_Text segment_

-- Start --

Wednesday, September 13, 2017

Dante Died 696 Years Ago Today

Dante's Tomb, Ravenna
"L'altissimo poeta" (the most exalted poet) died on the evening of September 13th, 1321 - 696 years ago this evening. On such an occasion, it is interesting to reflect on Dante's thoughts about earthly fame.

The most striking conversation Dante has on this subject is with his old teacher, Brunetto Latini.

Dante, upon seeing Latini cries out,
Still in my heart stays, memory's dear inmate,
The fatherly kind image, paining now,
Of you, when in the world, early and late,
You taught me how man may eternal grow. (Inferno 15. 82-85*)
The pupil has learned well from his master. Latini implores Dante to remember his greatest literary work,
Let my Treasure, in which I still live on,
be in your mind, I ask for nothing more. (Inferno 15.119-120**)
The irony, of course, is all in the location.

This conversation takes place in the seventh ring of Hell. Latini speaks as he, naked, runs across burning sands with fire raining down upon him.

Later, in Purgatorio, Dante's idea of earthly fame via art is corrected by the great manuscript illustrator, Oderisi da Gubbio.
O idle glory of all human dower!
How a short a time, save a dull age succeed,
Its flourishing flesh greenness doth devour!
(the "dull age" following the collapse of the Roman Empire being the reason the poets of antiquity are still remembered.) 
In painting Cimabue thought indeed
To hold the field; now Giotto has the cry,
So that the fame of the other few now heed.
So our tongue's glory from one Guido by
The other is taken; and from their nest of fame
Perchance is born one who shall make both fly.
Naught but a wind's breath is the world's acclaim (11.91-100*)

-- End --

_Data section_
-- Start --

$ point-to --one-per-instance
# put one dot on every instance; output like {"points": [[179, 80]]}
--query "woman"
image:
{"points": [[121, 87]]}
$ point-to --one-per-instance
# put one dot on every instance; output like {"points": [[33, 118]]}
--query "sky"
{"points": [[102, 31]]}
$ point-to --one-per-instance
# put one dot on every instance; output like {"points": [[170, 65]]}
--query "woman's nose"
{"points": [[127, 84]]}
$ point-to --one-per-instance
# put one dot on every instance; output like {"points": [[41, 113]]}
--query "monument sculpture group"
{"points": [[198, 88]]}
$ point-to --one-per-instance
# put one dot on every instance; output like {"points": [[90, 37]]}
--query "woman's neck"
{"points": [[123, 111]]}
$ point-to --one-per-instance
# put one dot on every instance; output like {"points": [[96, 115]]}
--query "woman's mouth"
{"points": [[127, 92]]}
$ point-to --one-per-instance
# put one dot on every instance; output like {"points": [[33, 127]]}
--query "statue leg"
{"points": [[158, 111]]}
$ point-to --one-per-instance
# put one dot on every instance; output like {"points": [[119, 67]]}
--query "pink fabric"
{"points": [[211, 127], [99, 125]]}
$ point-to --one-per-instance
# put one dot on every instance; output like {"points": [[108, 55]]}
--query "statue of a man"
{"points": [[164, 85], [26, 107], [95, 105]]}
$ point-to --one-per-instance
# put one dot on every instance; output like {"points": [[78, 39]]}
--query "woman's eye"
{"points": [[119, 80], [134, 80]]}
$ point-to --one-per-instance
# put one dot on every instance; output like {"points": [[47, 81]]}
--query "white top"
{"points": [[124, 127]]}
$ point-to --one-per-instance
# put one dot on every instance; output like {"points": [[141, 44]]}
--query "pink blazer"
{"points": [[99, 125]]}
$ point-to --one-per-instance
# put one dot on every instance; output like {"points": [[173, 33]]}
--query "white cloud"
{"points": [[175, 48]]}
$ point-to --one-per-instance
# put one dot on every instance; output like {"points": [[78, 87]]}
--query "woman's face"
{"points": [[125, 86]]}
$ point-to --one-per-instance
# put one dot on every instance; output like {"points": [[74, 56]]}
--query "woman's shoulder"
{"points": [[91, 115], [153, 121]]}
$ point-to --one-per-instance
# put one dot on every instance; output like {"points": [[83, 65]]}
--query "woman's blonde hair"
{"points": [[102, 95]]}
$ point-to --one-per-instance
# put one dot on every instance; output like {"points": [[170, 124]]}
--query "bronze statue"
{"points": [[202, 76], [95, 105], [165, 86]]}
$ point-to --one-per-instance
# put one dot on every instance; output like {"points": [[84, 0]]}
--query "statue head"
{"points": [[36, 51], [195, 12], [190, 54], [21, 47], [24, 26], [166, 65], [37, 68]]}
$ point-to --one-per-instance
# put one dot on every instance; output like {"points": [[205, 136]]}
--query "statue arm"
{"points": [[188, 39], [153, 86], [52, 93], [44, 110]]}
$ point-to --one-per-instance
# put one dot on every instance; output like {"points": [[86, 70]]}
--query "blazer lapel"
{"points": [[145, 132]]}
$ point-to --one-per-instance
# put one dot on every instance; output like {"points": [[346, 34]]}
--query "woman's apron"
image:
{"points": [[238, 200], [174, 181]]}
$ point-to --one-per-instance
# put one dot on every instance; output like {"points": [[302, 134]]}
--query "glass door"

-- End --

Can you extract, word for word, the stretch of the Dante anniversary post from "The pupil has" through "Oderisi da Gubbio."?

_Answer in full_
The pupil has learned well from his master. Latini implores Dante to remember his greatest literary work,
Let my Treasure, in which I still live on,
be in your mind, I ask for nothing more. (Inferno 15.119-120**)
The irony, of course, is all in the location.

This conversation takes place in the seventh ring of Hell. Latini speaks as he, naked, runs across burning sands with fire raining down upon him.

Later, in Purgatorio, Dante's idea of earthly fame via art is corrected by the great manuscript illustrator, Oderisi da Gubbio.